Data to process »
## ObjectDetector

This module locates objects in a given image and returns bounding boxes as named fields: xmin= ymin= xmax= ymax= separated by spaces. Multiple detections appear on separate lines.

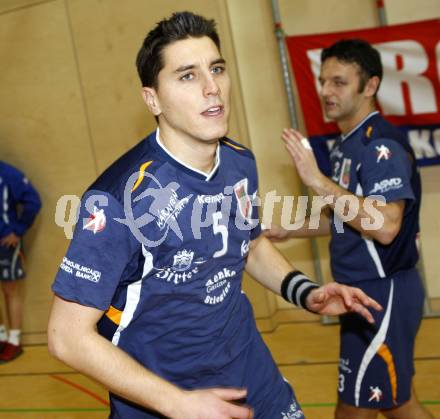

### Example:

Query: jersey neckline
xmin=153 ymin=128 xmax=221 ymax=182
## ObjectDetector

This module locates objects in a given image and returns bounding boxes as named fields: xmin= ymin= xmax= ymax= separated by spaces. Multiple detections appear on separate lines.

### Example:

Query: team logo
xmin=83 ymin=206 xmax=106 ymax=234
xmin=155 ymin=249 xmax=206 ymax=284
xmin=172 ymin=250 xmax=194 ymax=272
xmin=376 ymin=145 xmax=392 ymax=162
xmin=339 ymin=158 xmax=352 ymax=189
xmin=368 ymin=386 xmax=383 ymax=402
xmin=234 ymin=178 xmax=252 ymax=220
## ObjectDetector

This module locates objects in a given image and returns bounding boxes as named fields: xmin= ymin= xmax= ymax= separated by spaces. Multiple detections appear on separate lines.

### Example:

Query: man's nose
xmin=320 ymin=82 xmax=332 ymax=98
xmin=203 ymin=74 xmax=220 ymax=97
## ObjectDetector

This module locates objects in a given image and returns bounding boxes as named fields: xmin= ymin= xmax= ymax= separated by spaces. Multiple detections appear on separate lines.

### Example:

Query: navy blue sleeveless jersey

About this exercise »
All of the material above should be set down again exactly, though not its pictures.

Output »
## ObjectDetector

This module locates objects in a given image and returns bounding boxes as named fields: xmin= ymin= xmax= ymax= separated by spaces. Multiple detections appear on separate lines.


### Example:

Query: jersey neckline
xmin=153 ymin=128 xmax=221 ymax=182
## ObjectDetector

This module locates objects in a given image and returns bounding boxes as named fields: xmin= ymin= xmax= ymax= separated by spaces. Multiple detections appear on separate lines.

### Example:

Query: team logo
xmin=83 ymin=206 xmax=106 ymax=234
xmin=155 ymin=249 xmax=206 ymax=284
xmin=172 ymin=250 xmax=194 ymax=272
xmin=376 ymin=145 xmax=392 ymax=162
xmin=339 ymin=158 xmax=352 ymax=189
xmin=368 ymin=386 xmax=383 ymax=402
xmin=234 ymin=178 xmax=252 ymax=220
## ObjectDetector

This module locates objects in a given image and returns bounding boxes as named fields: xmin= ymin= xmax= ymax= separated by spaces. Multiple detections appear on separate lines.

### Example:

Query: man's nose
xmin=320 ymin=82 xmax=332 ymax=98
xmin=203 ymin=74 xmax=220 ymax=97
## ObjectDetector

This module locates objects in a given image and returns bounding boxes as named fields: xmin= ymin= xmax= ymax= separated by spaces. Multiple detections appear on separate lines.

### Example:

Query: navy blue sleeveless jersey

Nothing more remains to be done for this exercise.